* **WORK TASK**
Beginning with the first line, copy out each line of the material until the line containing "positive clicks: (248, 196)" has been copied as well.

* **RECORDS SUPPLIED**
========================

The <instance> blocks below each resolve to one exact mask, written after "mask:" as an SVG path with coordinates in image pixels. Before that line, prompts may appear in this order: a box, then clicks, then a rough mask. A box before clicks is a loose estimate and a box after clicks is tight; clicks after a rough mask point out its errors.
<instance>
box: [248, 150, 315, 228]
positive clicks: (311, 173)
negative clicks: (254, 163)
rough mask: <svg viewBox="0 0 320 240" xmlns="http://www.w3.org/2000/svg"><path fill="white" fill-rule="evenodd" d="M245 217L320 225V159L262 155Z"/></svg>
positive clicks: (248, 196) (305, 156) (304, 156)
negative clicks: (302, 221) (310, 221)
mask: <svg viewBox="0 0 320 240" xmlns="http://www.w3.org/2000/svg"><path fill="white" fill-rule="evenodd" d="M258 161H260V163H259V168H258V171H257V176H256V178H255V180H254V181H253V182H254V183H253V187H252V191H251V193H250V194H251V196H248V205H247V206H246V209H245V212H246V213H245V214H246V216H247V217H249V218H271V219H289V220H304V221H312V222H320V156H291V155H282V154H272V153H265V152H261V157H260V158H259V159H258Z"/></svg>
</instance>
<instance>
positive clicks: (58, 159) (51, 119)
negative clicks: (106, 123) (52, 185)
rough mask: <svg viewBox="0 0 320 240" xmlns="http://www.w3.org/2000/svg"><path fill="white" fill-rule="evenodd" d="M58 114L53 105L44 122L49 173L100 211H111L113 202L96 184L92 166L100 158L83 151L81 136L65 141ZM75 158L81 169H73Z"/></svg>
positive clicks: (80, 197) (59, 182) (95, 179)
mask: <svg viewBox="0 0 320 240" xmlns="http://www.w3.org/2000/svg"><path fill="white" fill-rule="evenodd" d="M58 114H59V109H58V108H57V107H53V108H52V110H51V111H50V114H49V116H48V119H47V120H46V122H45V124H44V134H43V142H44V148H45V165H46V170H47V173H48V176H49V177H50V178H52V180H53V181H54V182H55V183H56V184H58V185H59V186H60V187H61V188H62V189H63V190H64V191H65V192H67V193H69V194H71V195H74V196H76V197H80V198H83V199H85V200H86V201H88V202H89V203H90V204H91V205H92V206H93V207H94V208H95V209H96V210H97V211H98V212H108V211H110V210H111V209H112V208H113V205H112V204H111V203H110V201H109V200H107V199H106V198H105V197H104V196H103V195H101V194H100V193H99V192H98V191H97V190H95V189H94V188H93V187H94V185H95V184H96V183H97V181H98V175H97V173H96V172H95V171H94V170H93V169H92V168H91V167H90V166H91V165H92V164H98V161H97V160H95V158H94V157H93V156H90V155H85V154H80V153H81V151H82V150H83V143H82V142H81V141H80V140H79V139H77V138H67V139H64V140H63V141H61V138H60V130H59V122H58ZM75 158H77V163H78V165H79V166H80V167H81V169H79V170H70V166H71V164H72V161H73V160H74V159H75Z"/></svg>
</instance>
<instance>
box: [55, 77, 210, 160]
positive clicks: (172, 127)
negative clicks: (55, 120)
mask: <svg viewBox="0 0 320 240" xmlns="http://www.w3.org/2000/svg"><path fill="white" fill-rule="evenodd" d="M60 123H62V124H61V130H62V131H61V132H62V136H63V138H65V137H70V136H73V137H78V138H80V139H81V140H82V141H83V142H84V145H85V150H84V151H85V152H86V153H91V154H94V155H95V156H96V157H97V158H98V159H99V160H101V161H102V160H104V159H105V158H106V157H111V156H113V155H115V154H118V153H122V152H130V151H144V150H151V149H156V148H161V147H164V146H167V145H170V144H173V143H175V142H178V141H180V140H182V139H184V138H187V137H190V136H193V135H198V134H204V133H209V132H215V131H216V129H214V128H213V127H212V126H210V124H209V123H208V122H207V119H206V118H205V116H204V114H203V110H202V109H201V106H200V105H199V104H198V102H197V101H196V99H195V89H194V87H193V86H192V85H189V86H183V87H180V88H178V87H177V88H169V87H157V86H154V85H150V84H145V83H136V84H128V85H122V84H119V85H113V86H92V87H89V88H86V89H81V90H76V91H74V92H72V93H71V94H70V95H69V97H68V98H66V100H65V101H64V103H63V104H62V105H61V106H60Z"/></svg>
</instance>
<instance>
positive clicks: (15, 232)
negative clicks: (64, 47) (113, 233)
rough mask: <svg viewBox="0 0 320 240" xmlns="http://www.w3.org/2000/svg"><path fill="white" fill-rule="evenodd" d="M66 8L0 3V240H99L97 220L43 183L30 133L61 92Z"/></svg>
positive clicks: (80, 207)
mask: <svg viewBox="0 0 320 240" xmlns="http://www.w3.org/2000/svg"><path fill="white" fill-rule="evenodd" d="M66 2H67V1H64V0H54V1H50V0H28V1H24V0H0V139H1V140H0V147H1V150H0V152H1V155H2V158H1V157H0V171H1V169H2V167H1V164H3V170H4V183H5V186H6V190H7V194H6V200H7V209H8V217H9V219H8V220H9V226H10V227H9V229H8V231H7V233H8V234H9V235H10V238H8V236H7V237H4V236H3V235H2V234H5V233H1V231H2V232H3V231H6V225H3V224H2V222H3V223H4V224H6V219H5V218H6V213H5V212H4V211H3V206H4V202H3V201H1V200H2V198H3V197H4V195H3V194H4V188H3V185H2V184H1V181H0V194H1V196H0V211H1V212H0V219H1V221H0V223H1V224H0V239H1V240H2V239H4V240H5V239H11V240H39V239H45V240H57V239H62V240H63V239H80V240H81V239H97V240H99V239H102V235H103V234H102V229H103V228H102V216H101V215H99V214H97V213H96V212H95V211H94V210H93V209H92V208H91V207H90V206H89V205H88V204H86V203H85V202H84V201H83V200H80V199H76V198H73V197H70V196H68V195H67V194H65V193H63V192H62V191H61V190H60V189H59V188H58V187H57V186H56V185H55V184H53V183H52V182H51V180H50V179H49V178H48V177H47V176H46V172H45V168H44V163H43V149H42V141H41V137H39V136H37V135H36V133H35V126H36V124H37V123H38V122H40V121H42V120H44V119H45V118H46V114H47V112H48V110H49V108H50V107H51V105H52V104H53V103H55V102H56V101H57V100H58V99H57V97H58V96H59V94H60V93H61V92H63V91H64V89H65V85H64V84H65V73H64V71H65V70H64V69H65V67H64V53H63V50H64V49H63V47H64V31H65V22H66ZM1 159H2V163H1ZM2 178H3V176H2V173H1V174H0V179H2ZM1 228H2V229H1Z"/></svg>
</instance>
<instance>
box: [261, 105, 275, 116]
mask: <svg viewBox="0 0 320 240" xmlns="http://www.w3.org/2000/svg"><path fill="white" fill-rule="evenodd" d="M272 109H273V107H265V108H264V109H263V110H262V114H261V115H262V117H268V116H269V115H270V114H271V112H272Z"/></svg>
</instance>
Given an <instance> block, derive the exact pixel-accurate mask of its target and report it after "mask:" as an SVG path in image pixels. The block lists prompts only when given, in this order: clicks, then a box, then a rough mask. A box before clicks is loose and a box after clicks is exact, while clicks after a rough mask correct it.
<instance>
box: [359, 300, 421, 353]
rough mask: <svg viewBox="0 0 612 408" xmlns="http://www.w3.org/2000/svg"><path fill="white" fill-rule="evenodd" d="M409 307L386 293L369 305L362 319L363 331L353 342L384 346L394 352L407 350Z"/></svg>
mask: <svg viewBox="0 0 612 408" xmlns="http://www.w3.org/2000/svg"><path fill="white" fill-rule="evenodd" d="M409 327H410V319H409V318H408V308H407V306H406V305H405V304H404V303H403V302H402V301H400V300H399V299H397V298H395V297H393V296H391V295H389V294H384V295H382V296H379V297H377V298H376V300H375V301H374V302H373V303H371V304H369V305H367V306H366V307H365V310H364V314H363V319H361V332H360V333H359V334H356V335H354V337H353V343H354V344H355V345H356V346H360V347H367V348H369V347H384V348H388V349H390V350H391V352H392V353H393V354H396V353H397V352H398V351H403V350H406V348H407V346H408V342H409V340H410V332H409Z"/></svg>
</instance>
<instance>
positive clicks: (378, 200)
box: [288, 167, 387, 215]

========================

* **EXERCISE ANSWER**
The <instance> blocks below each resolve to one exact mask, written after "mask:" as an SVG path with coordinates in image pixels. Before that line, prompts may appear in this order: a box, then clicks, then a rough mask. A box before clicks is a loose estimate and a box after clicks is tight; clicks after a rough mask point out its errors.
<instance>
box: [248, 150, 315, 228]
positive clicks: (311, 173)
negative clicks: (254, 163)
rough mask: <svg viewBox="0 0 320 240" xmlns="http://www.w3.org/2000/svg"><path fill="white" fill-rule="evenodd" d="M245 217L320 225V159L262 155Z"/></svg>
positive clicks: (248, 196) (305, 156) (304, 156)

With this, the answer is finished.